PROBLEM TO SOLVE
Rewrite all of the entries below as a numbered list with one line per item, skipping blank lines. Omit the pictures.

DATA SHOWN
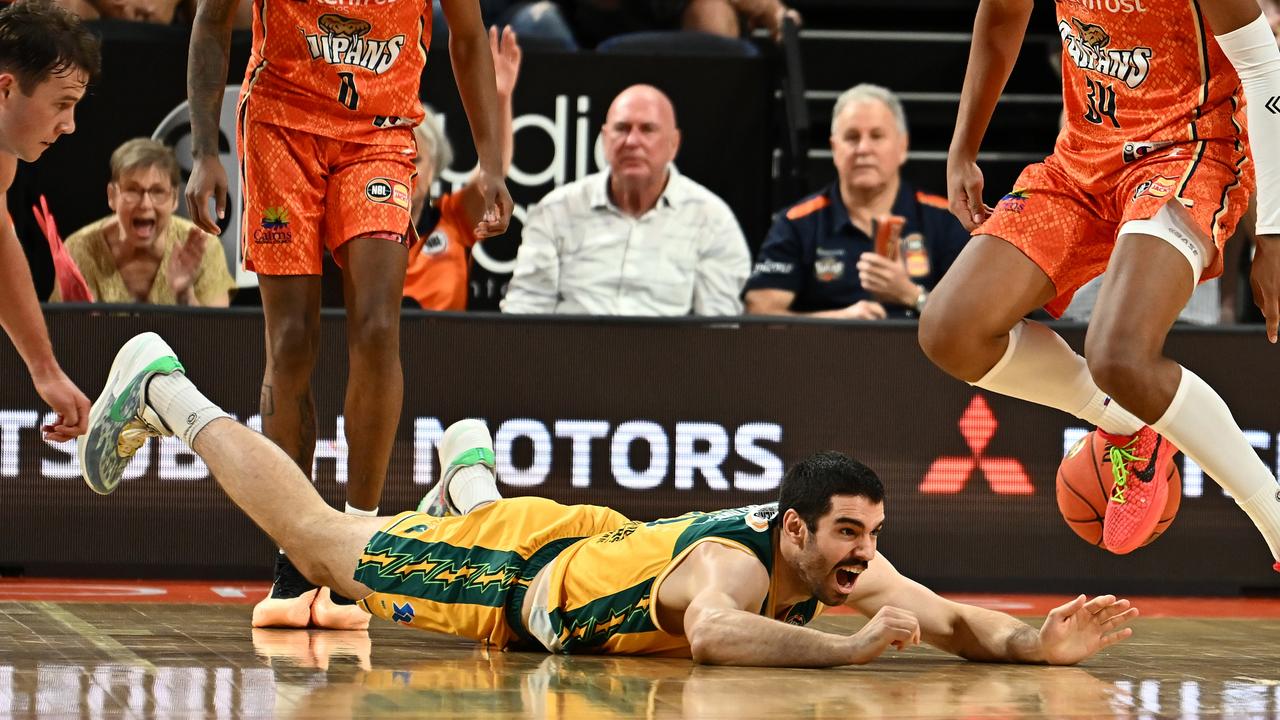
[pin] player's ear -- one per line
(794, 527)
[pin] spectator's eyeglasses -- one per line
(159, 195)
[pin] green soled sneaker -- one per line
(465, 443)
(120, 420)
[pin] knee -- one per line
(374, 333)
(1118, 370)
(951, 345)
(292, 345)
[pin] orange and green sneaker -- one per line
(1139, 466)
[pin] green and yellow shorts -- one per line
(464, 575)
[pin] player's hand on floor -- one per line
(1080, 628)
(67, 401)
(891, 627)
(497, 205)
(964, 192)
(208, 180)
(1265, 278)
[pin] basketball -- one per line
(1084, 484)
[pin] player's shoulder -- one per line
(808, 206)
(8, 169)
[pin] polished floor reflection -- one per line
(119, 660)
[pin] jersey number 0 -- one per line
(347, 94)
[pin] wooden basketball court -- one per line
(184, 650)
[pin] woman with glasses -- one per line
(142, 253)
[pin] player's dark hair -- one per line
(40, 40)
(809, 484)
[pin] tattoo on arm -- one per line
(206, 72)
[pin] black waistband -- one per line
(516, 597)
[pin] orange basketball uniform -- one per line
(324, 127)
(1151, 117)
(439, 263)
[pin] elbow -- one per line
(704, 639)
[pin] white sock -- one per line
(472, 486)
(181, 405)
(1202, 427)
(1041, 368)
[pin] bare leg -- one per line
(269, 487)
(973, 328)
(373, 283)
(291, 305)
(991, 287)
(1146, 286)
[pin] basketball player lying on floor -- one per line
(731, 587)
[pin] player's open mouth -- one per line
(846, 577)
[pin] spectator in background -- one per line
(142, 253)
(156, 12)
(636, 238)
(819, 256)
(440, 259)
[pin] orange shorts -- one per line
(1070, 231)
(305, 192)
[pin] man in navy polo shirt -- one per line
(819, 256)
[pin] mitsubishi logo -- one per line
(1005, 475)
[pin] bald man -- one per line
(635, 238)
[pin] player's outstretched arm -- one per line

OUTPUT
1. [pin] player's ear -- one per line
2. (794, 527)
3. [pin] spectator's eyeglasses -- one per line
4. (159, 195)
5. [pin] green soled sneaker -- one per line
6. (465, 443)
7. (120, 420)
8. [pin] knee -- one per line
9. (374, 333)
10. (1118, 370)
11. (951, 345)
12. (292, 345)
13. [pin] orange and green sneaker -- one per line
14. (1139, 466)
15. [pin] green and yellow shorts -- one per line
16. (464, 575)
17. [pin] player's hand on floor -- one per line
18. (1080, 628)
19. (67, 401)
20. (891, 627)
21. (497, 205)
22. (964, 192)
23. (208, 180)
24. (1265, 278)
25. [pin] basketball -- one per line
26. (1084, 484)
27. [pin] player's shoulder -- one per line
28. (808, 206)
29. (8, 169)
30. [pin] polished floor reflection -- one per line
31. (119, 660)
32. [pin] jersey number 0 -- one per line
33. (347, 94)
34. [pin] wooden basketball court -- one per line
35. (184, 650)
36. [pin] woman with glasses -- one per line
37. (142, 253)
38. [pin] player's dark hair -- one per line
39. (40, 40)
40. (809, 484)
41. [pin] tattoo on arm -- one per line
42. (206, 72)
43. [pin] black waistband -- one per line
44. (516, 597)
45. [pin] orange basketball uniform -- one per line
46. (324, 127)
47. (1151, 117)
48. (439, 263)
49. [pin] elbow -- one per line
50. (704, 639)
51. [pin] white sock -- one per line
52. (472, 486)
53. (181, 405)
54. (1202, 427)
55. (1041, 368)
56. [pin] bare leg -- one per line
57. (269, 487)
58. (973, 328)
59. (373, 283)
60. (291, 305)
61. (991, 287)
62. (1146, 286)
63. [pin] basketball player lying on floor -- one per line
64. (731, 587)
65. [pin] player's open mouth -- one per line
66. (846, 577)
67. [pin] spectator in background -- one per line
68. (142, 253)
69. (156, 12)
70. (636, 238)
71. (819, 256)
72. (440, 259)
73. [pin] orange shorts -- one per line
74. (1070, 231)
75. (305, 192)
76. [pin] man in navy polo shirt -- one per line
77. (819, 256)
78. [pin] mitsubishi logo -- one per line
79. (1005, 475)
80. [pin] bald man -- one per line
81. (635, 238)
82. [pin] player's outstretched arm -- one per line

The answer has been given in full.